Write out, unchanged, the lines of the items below, beginning at the line that contains "Question. Indicate each instance of the horse ear" and continuing through the last line of the items.

Excerpts from a pointing dataset:
──────────────────────────────
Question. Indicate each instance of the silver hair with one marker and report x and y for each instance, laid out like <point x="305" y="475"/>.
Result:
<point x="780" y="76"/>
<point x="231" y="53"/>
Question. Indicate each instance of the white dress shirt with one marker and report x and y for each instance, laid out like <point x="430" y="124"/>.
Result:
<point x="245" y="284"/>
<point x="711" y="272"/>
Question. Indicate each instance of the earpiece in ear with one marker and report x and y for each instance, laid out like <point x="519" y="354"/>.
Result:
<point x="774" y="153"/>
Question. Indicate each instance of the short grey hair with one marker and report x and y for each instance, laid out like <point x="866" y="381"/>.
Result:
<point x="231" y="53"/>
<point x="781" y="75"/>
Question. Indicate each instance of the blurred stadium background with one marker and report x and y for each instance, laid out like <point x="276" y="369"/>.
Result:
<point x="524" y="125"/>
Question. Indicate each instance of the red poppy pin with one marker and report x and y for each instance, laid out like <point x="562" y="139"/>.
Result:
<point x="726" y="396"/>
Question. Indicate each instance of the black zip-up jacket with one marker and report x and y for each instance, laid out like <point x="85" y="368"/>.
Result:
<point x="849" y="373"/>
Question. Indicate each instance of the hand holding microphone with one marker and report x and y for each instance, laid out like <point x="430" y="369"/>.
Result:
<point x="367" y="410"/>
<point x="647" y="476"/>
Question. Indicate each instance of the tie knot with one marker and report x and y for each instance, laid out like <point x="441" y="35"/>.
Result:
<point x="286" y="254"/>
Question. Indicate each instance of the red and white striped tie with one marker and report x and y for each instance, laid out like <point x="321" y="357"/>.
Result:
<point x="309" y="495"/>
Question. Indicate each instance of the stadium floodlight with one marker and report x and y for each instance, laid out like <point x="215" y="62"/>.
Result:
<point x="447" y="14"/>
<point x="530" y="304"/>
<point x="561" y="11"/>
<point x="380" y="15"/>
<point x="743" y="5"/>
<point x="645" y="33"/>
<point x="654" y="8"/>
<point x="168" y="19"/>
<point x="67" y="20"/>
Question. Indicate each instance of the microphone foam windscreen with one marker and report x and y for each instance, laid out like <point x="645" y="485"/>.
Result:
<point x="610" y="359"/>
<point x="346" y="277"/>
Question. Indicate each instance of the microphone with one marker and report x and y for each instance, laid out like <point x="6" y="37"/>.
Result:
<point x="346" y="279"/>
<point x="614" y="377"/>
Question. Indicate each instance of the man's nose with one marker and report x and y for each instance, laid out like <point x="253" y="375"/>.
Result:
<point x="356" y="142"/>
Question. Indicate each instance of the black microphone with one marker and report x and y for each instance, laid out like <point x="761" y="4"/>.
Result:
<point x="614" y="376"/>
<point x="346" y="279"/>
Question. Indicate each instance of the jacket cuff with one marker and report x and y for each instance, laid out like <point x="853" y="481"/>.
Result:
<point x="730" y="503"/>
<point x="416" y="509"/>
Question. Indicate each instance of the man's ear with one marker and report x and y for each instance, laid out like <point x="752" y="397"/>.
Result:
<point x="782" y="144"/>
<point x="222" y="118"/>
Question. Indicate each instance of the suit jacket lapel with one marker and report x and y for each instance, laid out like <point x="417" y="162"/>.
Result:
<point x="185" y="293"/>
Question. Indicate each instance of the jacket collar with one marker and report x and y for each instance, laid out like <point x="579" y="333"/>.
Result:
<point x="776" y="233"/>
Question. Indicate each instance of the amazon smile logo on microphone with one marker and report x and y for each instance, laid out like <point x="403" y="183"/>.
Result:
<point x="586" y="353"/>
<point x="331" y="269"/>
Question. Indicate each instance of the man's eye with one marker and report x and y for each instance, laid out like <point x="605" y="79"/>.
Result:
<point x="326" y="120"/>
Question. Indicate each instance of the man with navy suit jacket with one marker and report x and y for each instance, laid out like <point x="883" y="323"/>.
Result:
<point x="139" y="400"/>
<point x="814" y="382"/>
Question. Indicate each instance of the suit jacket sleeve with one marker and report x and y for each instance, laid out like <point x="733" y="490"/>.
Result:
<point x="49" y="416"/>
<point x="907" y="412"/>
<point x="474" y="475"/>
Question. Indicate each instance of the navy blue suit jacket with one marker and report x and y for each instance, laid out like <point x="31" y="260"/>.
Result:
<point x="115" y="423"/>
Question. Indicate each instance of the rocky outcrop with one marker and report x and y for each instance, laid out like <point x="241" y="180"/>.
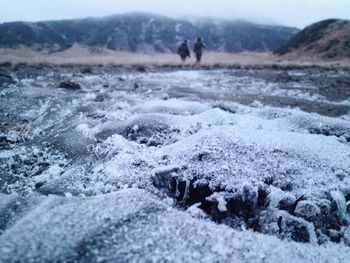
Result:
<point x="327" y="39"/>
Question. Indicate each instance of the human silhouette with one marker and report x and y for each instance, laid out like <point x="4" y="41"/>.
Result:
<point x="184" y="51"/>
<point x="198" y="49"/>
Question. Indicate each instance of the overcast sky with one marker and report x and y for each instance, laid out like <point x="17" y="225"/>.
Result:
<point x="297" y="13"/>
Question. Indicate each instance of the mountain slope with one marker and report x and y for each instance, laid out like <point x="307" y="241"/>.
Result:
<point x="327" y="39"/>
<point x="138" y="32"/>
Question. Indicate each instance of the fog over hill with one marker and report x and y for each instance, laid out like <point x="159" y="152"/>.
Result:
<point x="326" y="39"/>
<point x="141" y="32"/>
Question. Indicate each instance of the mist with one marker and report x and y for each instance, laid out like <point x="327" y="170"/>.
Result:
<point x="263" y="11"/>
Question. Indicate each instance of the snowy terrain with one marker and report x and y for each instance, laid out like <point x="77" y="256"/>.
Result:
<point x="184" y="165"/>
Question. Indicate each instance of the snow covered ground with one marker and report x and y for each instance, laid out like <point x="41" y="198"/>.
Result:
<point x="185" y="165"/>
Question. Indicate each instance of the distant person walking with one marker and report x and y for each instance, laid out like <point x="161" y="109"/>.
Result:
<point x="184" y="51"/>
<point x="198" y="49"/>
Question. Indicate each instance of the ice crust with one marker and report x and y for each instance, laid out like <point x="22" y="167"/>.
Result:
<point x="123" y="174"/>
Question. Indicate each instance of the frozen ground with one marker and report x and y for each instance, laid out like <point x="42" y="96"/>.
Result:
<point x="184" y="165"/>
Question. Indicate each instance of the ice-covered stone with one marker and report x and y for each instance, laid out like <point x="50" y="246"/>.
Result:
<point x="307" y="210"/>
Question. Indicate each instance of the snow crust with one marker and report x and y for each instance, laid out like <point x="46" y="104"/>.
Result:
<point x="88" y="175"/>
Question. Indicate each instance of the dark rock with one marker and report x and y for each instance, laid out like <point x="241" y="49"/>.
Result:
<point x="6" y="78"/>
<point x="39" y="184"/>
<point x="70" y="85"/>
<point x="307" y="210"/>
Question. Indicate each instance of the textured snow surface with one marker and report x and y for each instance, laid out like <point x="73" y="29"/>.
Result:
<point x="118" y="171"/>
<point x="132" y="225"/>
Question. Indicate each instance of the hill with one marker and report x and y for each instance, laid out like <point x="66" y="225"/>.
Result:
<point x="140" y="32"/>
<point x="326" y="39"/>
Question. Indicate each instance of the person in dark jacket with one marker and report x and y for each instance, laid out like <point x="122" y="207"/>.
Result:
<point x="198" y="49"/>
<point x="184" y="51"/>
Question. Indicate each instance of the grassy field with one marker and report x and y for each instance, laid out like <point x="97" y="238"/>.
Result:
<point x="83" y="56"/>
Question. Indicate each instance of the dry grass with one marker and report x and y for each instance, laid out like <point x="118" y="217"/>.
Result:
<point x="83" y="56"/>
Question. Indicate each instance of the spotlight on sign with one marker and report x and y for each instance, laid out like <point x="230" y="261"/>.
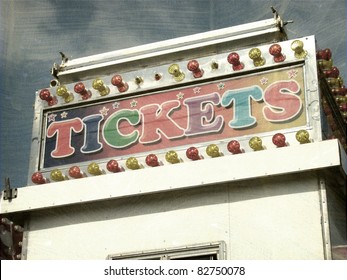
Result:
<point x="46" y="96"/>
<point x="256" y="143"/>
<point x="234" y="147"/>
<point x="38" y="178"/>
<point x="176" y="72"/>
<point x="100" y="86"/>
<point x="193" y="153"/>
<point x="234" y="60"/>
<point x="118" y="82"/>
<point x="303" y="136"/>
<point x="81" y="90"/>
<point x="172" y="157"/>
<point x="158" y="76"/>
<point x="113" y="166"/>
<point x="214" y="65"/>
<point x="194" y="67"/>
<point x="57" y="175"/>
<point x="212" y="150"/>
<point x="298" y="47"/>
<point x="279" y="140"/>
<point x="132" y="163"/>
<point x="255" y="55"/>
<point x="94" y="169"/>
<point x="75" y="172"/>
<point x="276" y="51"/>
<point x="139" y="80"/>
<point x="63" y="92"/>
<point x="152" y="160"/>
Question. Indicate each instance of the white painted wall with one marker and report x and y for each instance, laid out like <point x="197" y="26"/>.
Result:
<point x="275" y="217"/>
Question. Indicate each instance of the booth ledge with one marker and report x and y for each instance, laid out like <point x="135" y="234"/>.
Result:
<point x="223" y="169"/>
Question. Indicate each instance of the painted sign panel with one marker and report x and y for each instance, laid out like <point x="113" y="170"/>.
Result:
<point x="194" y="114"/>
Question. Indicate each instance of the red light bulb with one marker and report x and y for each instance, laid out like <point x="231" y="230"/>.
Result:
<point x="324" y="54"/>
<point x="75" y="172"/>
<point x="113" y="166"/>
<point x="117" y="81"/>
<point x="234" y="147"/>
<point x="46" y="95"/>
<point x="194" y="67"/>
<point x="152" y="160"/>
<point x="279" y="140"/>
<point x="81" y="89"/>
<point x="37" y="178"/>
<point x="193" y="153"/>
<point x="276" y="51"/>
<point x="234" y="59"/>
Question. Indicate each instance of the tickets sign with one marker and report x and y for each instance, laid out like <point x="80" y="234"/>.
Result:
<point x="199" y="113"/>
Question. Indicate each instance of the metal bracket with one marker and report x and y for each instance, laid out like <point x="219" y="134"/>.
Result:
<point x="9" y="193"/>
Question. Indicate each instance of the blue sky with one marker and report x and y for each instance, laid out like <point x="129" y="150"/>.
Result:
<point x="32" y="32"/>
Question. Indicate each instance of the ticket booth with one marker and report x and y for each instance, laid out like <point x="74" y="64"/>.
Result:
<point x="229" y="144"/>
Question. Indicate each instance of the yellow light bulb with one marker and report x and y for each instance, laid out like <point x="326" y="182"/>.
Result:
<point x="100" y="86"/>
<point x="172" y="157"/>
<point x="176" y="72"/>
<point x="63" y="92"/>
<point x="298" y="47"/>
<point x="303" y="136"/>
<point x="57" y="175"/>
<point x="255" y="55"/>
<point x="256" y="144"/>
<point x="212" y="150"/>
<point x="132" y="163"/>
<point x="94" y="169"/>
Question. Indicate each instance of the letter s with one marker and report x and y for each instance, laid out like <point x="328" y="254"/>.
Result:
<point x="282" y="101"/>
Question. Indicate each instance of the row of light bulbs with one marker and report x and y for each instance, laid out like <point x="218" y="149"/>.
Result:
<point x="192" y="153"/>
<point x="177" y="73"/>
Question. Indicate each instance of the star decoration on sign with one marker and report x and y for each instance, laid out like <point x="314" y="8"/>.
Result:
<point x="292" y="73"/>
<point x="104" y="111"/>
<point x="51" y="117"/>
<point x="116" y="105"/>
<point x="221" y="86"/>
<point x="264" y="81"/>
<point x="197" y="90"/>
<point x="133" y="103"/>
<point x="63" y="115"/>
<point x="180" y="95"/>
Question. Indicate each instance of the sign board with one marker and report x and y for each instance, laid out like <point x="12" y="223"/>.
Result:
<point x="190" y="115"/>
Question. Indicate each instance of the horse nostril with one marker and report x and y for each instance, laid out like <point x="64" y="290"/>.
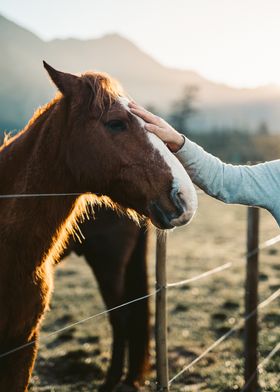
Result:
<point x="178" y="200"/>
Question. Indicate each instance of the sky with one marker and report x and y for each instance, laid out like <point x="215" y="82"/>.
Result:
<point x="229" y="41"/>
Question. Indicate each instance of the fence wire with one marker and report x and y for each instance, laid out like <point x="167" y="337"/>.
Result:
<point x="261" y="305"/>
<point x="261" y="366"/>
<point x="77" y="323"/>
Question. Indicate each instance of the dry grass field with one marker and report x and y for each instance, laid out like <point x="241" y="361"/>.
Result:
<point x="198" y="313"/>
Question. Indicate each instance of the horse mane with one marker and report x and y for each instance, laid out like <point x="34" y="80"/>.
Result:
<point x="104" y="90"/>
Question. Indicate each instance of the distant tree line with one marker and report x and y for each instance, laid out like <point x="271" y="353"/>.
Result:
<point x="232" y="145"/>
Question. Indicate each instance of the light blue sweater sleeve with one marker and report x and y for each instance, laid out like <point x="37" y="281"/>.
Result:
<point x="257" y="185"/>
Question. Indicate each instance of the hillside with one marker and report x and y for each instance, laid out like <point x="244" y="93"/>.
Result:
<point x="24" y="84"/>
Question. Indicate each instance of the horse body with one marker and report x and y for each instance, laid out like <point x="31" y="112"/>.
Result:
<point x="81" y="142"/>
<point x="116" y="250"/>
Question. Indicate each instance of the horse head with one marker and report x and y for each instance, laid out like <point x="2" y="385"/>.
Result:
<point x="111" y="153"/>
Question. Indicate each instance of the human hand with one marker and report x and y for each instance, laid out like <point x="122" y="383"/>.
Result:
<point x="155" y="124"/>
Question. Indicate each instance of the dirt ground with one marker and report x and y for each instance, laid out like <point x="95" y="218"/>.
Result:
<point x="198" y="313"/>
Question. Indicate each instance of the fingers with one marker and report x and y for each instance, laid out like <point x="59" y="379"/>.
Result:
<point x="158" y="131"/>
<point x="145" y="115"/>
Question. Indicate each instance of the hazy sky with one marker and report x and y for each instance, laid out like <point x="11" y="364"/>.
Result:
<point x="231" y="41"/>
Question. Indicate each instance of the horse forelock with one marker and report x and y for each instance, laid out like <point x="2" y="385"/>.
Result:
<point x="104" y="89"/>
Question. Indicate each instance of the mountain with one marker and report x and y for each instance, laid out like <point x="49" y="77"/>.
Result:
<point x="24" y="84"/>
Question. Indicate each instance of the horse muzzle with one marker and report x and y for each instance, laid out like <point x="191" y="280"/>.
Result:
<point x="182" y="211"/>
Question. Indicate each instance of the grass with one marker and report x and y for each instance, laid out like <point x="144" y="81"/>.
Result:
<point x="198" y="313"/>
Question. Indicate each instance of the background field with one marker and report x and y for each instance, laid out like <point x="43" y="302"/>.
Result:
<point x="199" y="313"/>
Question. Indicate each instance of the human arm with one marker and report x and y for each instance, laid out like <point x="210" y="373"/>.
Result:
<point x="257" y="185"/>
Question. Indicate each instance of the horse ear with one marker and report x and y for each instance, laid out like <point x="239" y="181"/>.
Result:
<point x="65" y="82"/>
──────────────────────────────
- Completed task
Question. Indicate each instance of the horse ear with one marker and report x and y for each instance, laid out like <point x="239" y="181"/>.
Result:
<point x="65" y="82"/>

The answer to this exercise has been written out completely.